Data in this exercise:
>> Start

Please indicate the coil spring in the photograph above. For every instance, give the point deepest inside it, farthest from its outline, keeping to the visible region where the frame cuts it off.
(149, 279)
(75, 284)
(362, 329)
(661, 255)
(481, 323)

>> End

Exercise prompt: Copy the lines above word for word, keeping every one of them.

Correct response:
Please indicate the coil spring in the photograph above. For every instance, give the point deepest inside it, farthest from its outline, keeping to the visible region where the frame cuts it off.
(149, 279)
(75, 284)
(362, 329)
(661, 255)
(481, 323)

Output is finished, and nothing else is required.